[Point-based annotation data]
■ ■ ■ ■

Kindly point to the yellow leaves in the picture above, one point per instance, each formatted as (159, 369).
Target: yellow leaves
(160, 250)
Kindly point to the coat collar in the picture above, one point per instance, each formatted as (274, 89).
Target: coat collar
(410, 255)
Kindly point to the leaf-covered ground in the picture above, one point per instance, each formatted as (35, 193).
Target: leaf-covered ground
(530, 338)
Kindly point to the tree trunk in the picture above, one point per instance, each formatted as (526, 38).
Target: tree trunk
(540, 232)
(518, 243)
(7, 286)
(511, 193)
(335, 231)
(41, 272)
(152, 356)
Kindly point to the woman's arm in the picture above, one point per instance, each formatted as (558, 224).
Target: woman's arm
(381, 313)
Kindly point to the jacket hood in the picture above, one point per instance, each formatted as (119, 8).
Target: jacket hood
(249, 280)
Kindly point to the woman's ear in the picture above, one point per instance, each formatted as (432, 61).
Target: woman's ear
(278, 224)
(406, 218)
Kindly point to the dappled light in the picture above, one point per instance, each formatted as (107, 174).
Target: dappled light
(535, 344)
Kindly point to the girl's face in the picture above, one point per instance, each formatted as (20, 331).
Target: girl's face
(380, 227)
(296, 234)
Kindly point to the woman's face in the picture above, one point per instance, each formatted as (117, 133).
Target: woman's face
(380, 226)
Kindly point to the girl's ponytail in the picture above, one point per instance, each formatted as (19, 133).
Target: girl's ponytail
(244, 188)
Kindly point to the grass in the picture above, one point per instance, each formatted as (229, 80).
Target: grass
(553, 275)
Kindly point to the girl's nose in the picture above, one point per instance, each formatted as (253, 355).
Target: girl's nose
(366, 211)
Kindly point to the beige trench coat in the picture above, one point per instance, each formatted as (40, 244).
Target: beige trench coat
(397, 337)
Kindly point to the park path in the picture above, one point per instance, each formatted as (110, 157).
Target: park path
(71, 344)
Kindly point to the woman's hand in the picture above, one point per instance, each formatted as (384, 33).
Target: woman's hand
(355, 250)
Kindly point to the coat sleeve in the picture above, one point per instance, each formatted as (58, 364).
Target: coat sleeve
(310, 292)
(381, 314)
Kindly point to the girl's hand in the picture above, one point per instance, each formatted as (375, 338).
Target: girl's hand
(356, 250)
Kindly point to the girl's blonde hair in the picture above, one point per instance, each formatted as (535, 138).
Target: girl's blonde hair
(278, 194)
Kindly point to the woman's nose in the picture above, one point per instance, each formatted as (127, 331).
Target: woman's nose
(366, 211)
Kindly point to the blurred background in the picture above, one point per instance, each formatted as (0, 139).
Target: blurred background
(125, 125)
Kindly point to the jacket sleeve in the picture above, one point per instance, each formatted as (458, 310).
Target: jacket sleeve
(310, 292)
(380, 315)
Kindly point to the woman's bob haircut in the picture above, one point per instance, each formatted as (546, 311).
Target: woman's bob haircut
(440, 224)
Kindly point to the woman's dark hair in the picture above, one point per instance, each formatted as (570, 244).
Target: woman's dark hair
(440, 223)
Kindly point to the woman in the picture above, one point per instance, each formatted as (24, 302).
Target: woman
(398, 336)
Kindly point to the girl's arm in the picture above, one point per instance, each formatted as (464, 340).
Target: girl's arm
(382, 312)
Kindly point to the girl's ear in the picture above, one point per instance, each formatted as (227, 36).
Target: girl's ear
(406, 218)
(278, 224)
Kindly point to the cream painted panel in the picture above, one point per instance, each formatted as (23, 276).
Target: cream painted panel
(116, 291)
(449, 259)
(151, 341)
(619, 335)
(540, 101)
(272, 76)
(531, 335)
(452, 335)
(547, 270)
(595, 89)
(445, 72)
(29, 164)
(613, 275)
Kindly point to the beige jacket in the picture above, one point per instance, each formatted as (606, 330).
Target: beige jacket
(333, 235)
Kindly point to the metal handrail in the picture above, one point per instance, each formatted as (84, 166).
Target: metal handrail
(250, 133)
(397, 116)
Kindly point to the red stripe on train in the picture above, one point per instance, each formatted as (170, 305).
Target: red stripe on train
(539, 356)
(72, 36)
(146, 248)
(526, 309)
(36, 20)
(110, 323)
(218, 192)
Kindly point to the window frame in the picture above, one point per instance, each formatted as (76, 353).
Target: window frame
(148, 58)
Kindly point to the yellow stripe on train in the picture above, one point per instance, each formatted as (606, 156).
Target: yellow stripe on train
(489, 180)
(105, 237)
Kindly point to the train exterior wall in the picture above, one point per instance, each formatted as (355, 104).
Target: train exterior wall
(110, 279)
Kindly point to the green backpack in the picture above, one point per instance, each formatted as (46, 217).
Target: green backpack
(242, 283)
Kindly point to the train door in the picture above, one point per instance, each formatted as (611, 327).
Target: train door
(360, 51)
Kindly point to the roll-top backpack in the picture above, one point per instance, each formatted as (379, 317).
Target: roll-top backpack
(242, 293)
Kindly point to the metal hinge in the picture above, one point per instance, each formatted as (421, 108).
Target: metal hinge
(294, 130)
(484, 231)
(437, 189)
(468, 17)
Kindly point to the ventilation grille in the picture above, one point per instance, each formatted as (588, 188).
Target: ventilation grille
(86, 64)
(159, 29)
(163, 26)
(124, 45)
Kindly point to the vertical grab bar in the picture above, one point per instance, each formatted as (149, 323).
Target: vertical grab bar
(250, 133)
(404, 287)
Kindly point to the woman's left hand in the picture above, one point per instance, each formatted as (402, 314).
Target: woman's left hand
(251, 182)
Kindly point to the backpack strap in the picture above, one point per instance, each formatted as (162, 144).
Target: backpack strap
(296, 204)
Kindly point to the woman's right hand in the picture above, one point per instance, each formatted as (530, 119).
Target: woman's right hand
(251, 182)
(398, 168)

■ ■ ■ ■

[Objective] Rewrite all of the material above, replacing "one point per instance" with "a single point for each instance" and leaving everything else unchanged.

[Response to this exercise]
Kindly point to the yellow leaves in the picture above, a single point for each instance, each formatted as (159, 369).
Target: yellow leaves
(160, 250)
Kindly point to the coat collar in the picture above, a single point for each instance, each formatted as (274, 89).
Target: coat collar
(410, 255)
Kindly point to the leaf-covered ground in the picture above, a single point for each instance, each formatted as (35, 193).
Target: leaf-covered ground
(530, 338)
Kindly point to the tree trunk in the picture above, a single point for each instance, each formatted as (526, 38).
Target: tree trunk
(540, 232)
(518, 243)
(7, 286)
(511, 193)
(335, 231)
(41, 272)
(152, 356)
Kindly point to the woman's arm in the picture above, a single point for each instance, each formatted as (558, 224).
Target: woman's arm
(381, 313)
Kindly point to the jacket hood in the picture above, a single point for each instance, each formatted as (119, 8).
Target: jacket hood
(249, 280)
Kindly point to the woman's ear in the picture above, a single point for each instance, each formatted as (432, 61).
Target: woman's ear
(278, 224)
(406, 218)
Kindly point to the dappled light in the picture above, a single point for each instance, each formatted as (107, 174).
Target: dappled light
(535, 344)
Kindly point to the girl's face in the picture above, a single point for each instance, each formatted as (20, 331).
Target: girl's face
(380, 227)
(296, 234)
Kindly point to the woman's face in the picture above, a single point for each instance, each formatted as (117, 133).
Target: woman's face
(380, 226)
Kindly point to the girl's ponytail in the picture above, a single point for each instance, each formatted as (19, 133).
Target: girl's ponytail
(244, 188)
Kindly point to the grass in the picture above, a single point for each instance, each formatted as (229, 80).
Target: grass
(553, 275)
Kindly point to the girl's nose in the picture above, a single point for each instance, each formatted as (253, 355).
Target: girl's nose
(366, 211)
Kindly point to the beige trench coat in the picture above, a single point for each instance, each formatted as (40, 244).
Target: beige trench coat
(397, 337)
Kindly point to the park path in the picture above, a single point for each instance, each formatted as (110, 157).
Target: park path
(71, 344)
Kindly point to the woman's hand in the picture above, a single point for each instance, each formatted as (384, 33).
Target: woman's hand
(355, 250)
Kindly point to the coat sleeve in the picture above, a single point for each instance, each formatted as (58, 364).
Target: coat sleeve
(310, 292)
(381, 314)
Kindly point to the girl's hand in the picture above, a single point for each instance, each formatted as (375, 338).
Target: girl's hand
(356, 250)
Kindly point to the girl's blonde hair in the picture above, a single point for each instance, each formatted as (535, 138).
Target: girl's blonde hair
(278, 194)
Kindly point to the woman's nose in the picture above, a single point for each instance, each formatted as (127, 331).
Target: woman's nose
(366, 211)
Kindly point to the blurred background in the picture above, a single point for each instance, each formatted as (0, 139).
Target: blurred background
(125, 125)
Kindly point to the jacket sleeve in the picture above, a single point for each instance, each formatted as (458, 310).
Target: jacket sleeve
(310, 292)
(380, 315)
Kindly point to the woman's bob haircut in the picture above, a single point for each instance, each formatted as (546, 311).
Target: woman's bob haircut
(440, 224)
Kindly point to the woman's dark hair in the picture above, a single point for each instance, each formatted as (570, 244).
Target: woman's dark hair
(440, 223)
Kindly point to the woman in the picture above, a single point for each instance, each formatted as (24, 302).
Target: woman
(398, 336)
Kindly point to the girl's arm in the picture above, a single point for each instance, each formatted as (464, 340).
Target: girl's arm
(382, 312)
Kindly point to the girl's ear in the picture above, a single point for each instance, each formatted as (227, 36).
Target: girl's ear
(406, 218)
(278, 224)
Kindly point to the cream painted panel in the picture above, a single point for each instance, each formatted as (23, 276).
Target: cream painted panel
(116, 291)
(449, 259)
(151, 341)
(619, 335)
(540, 101)
(272, 76)
(531, 335)
(452, 335)
(547, 270)
(595, 89)
(445, 72)
(29, 164)
(613, 275)
Kindly point to the beige jacket in the picture above, a single point for each instance, each formatted as (606, 330).
Target: beige jacket
(333, 235)
Kindly point to the metal handrail in the picture above, a single point for each instance, each formatted as (84, 166).
Target: metal handrail
(250, 133)
(397, 116)
Kindly point to the red stripe on train in the picture above, a single point for each instance, each formatted as (170, 305).
Target: red stripe on train
(539, 356)
(72, 36)
(146, 248)
(526, 309)
(36, 20)
(110, 323)
(218, 192)
Kindly point to the window frame in the picture above, a single point for each instance, each formatted as (76, 353).
Target: window frame
(148, 58)
Kindly point to the yellow stripe on train in the picture above, a single point for each instance, each formatted as (606, 156).
Target: yellow stripe on train
(489, 180)
(105, 237)
Kindly point to the train exterior wall in the picture above, a single point for each instance, each formatted as (355, 104).
Target: train exterior wall
(110, 279)
Kindly point to the green backpack in the picture above, a single point for each instance, each formatted as (46, 217).
Target: green backpack
(242, 283)
Kindly point to the train door in the picture above, a single point for each instance, each formatted as (611, 327).
Target: train door
(360, 51)
Kindly point to the roll-top backpack in the picture above, a single point for each instance, each formatted as (379, 317).
Target: roll-top backpack
(242, 293)
Kindly point to the metal hinge in the picture above, a single point for each instance, each formatted as (421, 108).
Target: metal hinge
(294, 130)
(484, 231)
(437, 189)
(468, 17)
Kindly point to the ventilation grille in the picture above, a single point for each instance, each formatted as (588, 188).
Target: ventilation grille
(86, 64)
(159, 29)
(163, 26)
(124, 45)
Kindly point to the vertical grab bar in the picture above, a single point for each instance, each formatted as (149, 323).
Target: vertical grab bar
(250, 133)
(404, 287)
Kindly point to the woman's left hand in the picture above, a single point for each instance, each formatted as (402, 314).
Target: woman's left hand
(251, 182)
Kindly point to the backpack strap in the picture above, a single point for each instance, each formatted as (162, 144).
Target: backpack strap
(296, 204)
Kindly point to the woman's right hand in the picture above, a single point for each instance, each formatted as (530, 119).
Target: woman's right hand
(251, 182)
(398, 168)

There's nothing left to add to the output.